WORK TO BE COMPLETED:
Copy the rows below verbatim, from the line containing "[outline] person's leg, per instance" through the last line of the rows.

* START *

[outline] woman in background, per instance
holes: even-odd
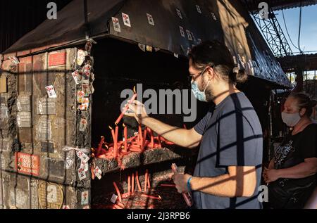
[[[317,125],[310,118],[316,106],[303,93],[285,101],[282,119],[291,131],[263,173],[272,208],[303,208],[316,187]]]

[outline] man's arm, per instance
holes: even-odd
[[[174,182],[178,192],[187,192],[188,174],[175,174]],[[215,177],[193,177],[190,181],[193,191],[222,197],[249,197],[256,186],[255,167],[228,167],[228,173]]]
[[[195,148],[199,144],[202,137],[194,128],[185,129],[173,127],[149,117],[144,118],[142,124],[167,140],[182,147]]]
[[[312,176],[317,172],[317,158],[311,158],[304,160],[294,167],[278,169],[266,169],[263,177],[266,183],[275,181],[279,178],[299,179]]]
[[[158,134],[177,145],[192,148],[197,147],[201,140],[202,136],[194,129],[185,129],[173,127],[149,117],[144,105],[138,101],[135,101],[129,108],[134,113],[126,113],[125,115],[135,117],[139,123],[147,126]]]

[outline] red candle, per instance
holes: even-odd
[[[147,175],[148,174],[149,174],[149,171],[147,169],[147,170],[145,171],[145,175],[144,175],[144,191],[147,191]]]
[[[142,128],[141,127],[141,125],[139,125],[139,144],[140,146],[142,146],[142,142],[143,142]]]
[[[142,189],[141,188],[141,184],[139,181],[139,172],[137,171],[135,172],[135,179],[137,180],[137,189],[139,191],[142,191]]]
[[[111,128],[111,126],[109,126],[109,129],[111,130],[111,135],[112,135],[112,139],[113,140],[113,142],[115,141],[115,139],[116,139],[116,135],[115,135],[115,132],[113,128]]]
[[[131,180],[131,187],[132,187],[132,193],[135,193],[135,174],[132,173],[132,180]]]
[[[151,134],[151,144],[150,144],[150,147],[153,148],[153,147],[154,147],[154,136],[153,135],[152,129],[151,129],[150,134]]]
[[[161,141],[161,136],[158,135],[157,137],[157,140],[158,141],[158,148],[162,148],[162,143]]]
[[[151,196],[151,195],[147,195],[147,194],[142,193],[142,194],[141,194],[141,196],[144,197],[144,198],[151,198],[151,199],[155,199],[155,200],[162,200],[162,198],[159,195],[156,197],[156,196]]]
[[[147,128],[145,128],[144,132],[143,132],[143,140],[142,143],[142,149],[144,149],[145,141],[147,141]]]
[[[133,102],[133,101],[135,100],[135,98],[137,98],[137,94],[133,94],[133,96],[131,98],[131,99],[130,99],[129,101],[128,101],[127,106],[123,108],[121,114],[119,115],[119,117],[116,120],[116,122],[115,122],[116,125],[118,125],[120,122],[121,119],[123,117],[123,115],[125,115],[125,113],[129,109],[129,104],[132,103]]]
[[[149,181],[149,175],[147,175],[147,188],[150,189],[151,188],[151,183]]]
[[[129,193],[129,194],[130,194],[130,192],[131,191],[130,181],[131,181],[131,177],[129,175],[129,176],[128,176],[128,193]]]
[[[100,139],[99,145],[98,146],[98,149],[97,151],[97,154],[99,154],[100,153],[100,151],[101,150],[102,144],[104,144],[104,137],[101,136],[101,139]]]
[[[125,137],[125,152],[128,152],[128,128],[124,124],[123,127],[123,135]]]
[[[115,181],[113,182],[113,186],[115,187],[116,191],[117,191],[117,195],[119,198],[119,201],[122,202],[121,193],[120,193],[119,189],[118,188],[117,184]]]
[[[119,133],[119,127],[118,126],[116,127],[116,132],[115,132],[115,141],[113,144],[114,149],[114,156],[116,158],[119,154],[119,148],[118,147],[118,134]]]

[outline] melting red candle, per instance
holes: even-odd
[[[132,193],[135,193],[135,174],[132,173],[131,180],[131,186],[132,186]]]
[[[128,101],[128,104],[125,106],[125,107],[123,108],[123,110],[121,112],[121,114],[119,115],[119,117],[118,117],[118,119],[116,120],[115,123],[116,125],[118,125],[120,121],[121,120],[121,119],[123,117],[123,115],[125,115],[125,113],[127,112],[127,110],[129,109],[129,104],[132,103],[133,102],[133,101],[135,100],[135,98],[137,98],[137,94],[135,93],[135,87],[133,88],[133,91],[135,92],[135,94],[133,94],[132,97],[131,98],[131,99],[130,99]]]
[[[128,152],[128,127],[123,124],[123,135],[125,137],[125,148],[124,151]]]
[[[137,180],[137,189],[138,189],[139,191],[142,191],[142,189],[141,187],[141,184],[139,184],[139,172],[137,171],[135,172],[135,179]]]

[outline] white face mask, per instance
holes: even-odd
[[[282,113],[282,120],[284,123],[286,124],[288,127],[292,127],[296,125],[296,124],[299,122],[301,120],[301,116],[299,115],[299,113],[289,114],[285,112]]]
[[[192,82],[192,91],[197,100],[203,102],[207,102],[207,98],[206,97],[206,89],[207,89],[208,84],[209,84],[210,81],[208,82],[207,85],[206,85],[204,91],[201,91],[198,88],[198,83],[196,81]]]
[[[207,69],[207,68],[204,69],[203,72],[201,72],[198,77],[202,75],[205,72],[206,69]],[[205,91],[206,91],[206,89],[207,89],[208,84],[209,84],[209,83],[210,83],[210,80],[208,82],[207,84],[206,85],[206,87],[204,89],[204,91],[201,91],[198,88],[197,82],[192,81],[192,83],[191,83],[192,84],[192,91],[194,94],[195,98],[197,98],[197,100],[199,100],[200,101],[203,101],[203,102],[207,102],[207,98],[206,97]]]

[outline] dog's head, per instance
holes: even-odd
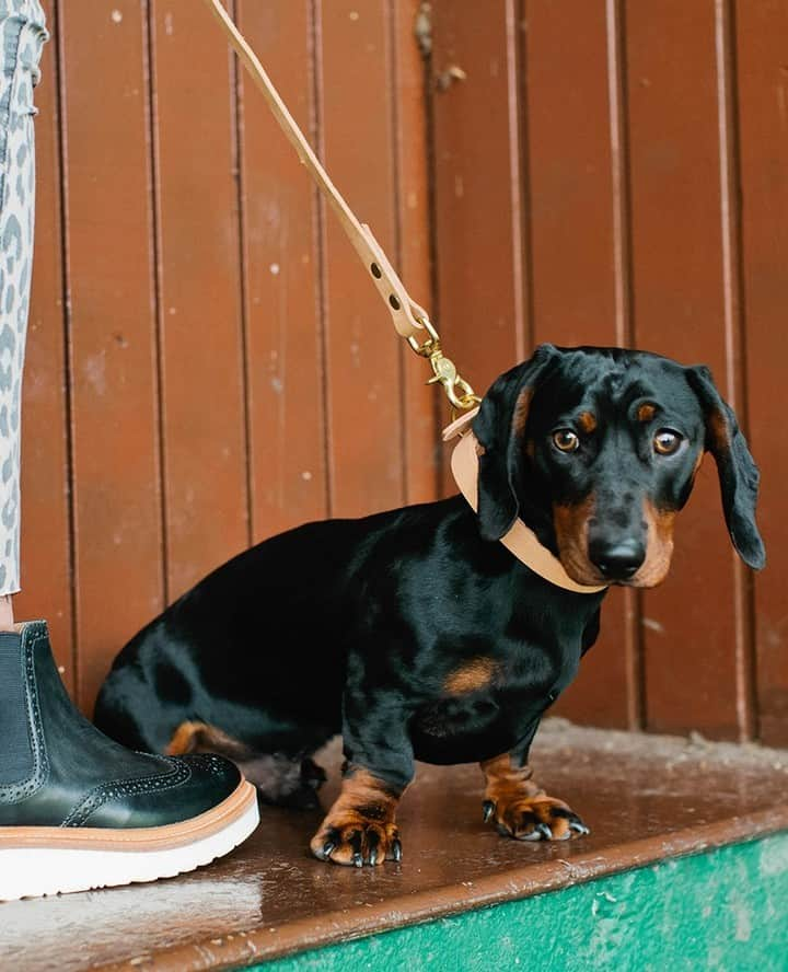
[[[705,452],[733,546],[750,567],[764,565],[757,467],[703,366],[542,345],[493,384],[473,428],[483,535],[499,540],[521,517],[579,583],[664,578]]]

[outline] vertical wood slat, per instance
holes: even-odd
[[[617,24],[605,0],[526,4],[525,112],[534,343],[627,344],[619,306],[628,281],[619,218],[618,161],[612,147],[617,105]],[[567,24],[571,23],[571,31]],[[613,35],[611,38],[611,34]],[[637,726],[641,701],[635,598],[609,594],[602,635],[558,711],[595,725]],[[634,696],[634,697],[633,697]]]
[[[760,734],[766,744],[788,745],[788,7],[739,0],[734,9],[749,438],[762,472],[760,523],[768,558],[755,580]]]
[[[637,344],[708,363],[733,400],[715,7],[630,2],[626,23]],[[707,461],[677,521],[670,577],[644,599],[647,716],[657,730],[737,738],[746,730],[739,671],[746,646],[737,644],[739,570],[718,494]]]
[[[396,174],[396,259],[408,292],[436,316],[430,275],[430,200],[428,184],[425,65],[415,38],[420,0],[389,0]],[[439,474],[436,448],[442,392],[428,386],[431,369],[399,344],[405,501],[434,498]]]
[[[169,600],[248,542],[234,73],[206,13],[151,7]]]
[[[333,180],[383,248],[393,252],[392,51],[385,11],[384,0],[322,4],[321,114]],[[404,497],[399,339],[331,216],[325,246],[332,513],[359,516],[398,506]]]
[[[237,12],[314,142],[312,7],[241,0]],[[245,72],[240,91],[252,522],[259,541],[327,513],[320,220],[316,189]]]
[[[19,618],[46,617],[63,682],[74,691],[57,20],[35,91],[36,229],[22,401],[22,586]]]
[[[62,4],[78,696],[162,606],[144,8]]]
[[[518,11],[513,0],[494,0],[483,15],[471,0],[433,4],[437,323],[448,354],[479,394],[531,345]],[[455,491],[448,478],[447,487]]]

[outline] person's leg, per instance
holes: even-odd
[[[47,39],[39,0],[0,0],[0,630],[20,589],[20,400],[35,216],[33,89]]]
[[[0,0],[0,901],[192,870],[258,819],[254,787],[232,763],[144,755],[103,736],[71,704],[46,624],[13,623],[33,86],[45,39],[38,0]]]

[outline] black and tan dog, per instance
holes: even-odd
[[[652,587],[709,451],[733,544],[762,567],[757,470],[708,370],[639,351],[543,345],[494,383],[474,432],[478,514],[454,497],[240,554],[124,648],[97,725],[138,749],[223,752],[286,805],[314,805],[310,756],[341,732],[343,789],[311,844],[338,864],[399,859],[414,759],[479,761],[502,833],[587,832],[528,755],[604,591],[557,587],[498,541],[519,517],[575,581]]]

* END *

CORRECT RESULT:
[outline] person's leg, per instance
holes: even-odd
[[[47,39],[39,0],[0,0],[0,630],[20,589],[20,400],[35,216],[33,89]]]
[[[0,0],[0,901],[192,870],[258,819],[254,787],[232,763],[144,755],[103,736],[71,704],[46,624],[13,623],[33,86],[45,39],[38,0]]]

[outline] black and tan dog, per instance
holes: even-odd
[[[652,587],[709,451],[733,544],[762,567],[757,470],[708,370],[639,351],[543,345],[494,383],[474,432],[478,514],[454,497],[240,554],[124,648],[97,725],[138,749],[223,752],[286,805],[314,805],[310,756],[341,732],[343,789],[311,844],[338,864],[399,859],[414,759],[479,761],[502,833],[587,832],[528,755],[604,591],[557,587],[498,541],[519,517],[575,581]]]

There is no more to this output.